- Instruções da tarefa -
Transcreva, sem nenhuma alteração, a parte do trecho selecionado que começa em "Religiosos de matriz" e segue até "estátua de Zumbi.".

- Trecho selecionado -
......

Por: Thaís Antonio. Fonte: Agência Brasil
Fotos: api.ning.com / 2.bp.blogspot.com / portalodia.com
Edição:
Jorge Luiz da Silva
Salvador,
BA (da redação Itinerante do Blog MUSIBOL)
Desde 1981 intelectuais negros vão ao município de União dos
Palmares (AL), no dia 20 de novembro, para subir a Serra da Barriga e visitar o
local onde existiu o Quilombo dos Palmares e viveu um dos maiores líderes
negros, Zumbi dos Palmares. O movimento cresceu e hoje o topo de um dos montes
da serra atraiu, este ano, cerca de 10 mil peregrinos para a chamada Meca
negra.
A programação começou com a limpeza espiritual do quilombo.
Religiosos de matriz africana deram um banho de cheiro no local e depois
receberam dezenas de capoeiristas para um café da manhã. Reunidos em um cortejo
sagrado, levaram uma coroa de flores amarelas e brancas até a estátua de Zumbi.

......

[Registros de anotação de coordenadas]
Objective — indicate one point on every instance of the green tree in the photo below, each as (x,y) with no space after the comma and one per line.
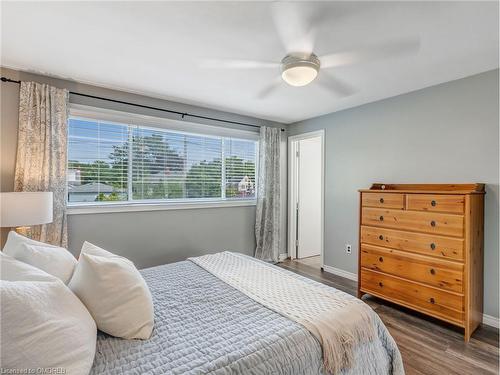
(203,180)
(150,154)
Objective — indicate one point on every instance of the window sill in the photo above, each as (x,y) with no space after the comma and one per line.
(140,207)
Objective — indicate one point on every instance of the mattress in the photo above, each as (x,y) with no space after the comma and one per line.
(204,326)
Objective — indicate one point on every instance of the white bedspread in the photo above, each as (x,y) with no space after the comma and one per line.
(338,320)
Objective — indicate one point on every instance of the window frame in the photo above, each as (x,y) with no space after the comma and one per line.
(160,123)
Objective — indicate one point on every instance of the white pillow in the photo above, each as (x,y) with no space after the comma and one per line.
(114,292)
(43,324)
(54,260)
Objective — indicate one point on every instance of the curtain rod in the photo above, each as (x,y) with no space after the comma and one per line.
(182,114)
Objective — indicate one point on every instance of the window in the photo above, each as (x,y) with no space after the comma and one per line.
(111,162)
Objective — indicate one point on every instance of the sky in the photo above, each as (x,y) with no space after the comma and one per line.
(93,140)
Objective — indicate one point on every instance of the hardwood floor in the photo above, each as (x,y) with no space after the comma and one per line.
(428,346)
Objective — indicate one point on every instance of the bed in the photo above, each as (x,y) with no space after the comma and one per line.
(203,325)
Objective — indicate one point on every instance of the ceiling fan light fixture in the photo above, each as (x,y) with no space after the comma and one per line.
(299,70)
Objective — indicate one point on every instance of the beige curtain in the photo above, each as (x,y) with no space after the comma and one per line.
(267,217)
(42,152)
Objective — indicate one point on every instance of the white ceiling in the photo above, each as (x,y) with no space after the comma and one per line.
(154,48)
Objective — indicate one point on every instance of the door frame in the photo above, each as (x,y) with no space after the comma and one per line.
(292,190)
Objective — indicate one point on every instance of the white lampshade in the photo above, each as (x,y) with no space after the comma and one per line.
(25,208)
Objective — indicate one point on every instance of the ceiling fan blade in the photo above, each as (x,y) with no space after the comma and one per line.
(293,27)
(341,88)
(237,64)
(381,51)
(273,86)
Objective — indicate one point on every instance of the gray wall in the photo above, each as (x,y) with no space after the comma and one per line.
(446,133)
(147,238)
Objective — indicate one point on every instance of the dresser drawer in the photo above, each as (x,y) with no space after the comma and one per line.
(387,200)
(445,305)
(436,203)
(428,222)
(427,244)
(441,274)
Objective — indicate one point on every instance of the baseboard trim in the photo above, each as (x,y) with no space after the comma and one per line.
(339,272)
(491,321)
(282,257)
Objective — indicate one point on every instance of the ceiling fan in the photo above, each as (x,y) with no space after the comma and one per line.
(301,65)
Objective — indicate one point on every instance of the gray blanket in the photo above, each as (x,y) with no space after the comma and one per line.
(203,325)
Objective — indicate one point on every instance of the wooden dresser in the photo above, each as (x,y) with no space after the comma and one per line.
(421,246)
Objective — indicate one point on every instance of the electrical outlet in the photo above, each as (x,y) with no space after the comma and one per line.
(348,248)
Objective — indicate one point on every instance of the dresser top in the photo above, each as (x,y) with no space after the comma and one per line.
(472,188)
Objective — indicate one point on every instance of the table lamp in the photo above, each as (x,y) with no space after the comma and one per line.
(23,209)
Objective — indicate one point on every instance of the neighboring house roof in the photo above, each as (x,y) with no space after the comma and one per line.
(93,187)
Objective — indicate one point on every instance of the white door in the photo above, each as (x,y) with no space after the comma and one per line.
(309,197)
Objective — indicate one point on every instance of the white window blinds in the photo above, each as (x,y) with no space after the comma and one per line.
(111,162)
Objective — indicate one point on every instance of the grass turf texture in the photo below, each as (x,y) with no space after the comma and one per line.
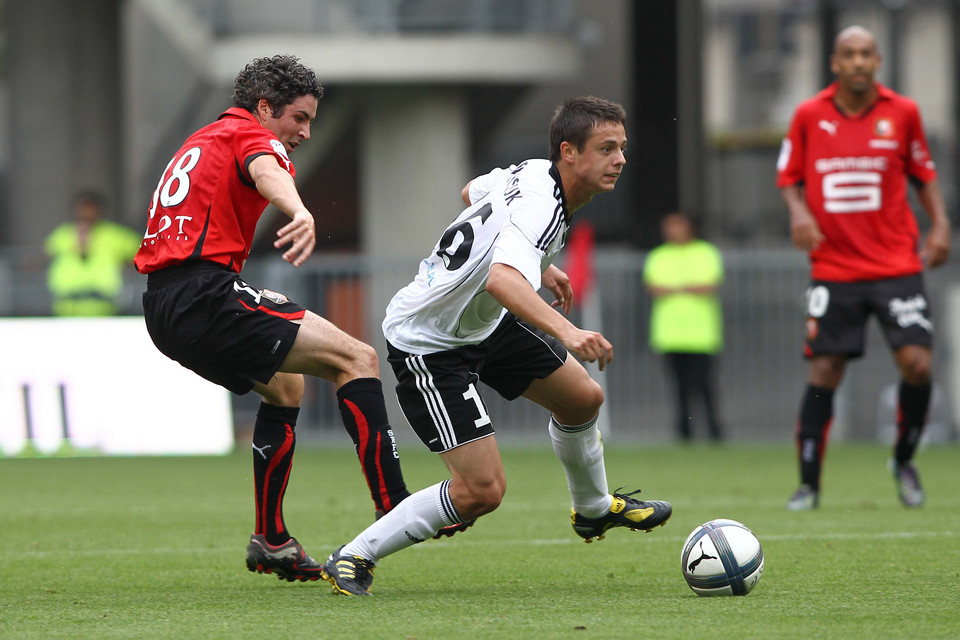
(154,548)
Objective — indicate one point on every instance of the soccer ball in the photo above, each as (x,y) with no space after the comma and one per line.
(722,558)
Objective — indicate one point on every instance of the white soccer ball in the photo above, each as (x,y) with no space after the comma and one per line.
(722,558)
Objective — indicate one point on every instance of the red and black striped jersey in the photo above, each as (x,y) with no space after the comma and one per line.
(205,206)
(854,174)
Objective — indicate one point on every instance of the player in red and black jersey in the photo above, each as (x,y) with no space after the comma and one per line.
(200,313)
(843,173)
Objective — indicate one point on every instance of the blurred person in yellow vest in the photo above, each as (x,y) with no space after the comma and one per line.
(686,322)
(87,260)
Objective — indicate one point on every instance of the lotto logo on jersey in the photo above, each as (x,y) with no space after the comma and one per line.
(883,128)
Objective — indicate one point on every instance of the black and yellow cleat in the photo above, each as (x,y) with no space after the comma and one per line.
(625,511)
(349,575)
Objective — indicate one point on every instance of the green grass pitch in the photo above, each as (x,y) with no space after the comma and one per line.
(154,548)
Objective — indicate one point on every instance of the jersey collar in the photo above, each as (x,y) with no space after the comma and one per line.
(555,174)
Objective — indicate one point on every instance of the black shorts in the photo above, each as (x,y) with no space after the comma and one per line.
(209,320)
(837,314)
(438,393)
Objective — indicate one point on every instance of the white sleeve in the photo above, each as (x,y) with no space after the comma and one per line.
(514,249)
(482,185)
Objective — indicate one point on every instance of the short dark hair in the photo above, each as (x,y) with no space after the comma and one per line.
(574,121)
(279,80)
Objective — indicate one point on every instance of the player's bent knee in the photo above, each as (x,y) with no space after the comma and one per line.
(285,390)
(475,501)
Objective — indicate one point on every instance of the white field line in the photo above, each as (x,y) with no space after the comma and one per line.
(465,540)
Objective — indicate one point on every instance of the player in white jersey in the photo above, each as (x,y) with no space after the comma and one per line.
(518,218)
(474,313)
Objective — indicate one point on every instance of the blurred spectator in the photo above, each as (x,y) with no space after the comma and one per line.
(88,256)
(686,323)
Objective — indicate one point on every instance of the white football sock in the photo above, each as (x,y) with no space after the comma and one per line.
(418,517)
(580,449)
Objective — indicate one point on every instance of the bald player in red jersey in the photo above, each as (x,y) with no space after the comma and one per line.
(200,313)
(843,171)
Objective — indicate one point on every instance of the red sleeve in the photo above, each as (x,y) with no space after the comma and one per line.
(258,141)
(790,162)
(919,165)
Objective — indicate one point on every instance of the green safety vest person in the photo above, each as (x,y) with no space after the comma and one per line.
(88,255)
(683,275)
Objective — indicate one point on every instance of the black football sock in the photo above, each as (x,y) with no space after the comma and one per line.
(365,418)
(273,443)
(816,416)
(911,418)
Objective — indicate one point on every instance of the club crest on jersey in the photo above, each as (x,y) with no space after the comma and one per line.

......

- Resultado esperado -
Religiosos de matriz africana deram um banho de cheiro no local e depois
receberam dezenas de capoeiristas para um café da manhã. Reunidos em um cortejo
sagrado, levaram uma coroa de flores amarelas e brancas até a estátua de Zumbi.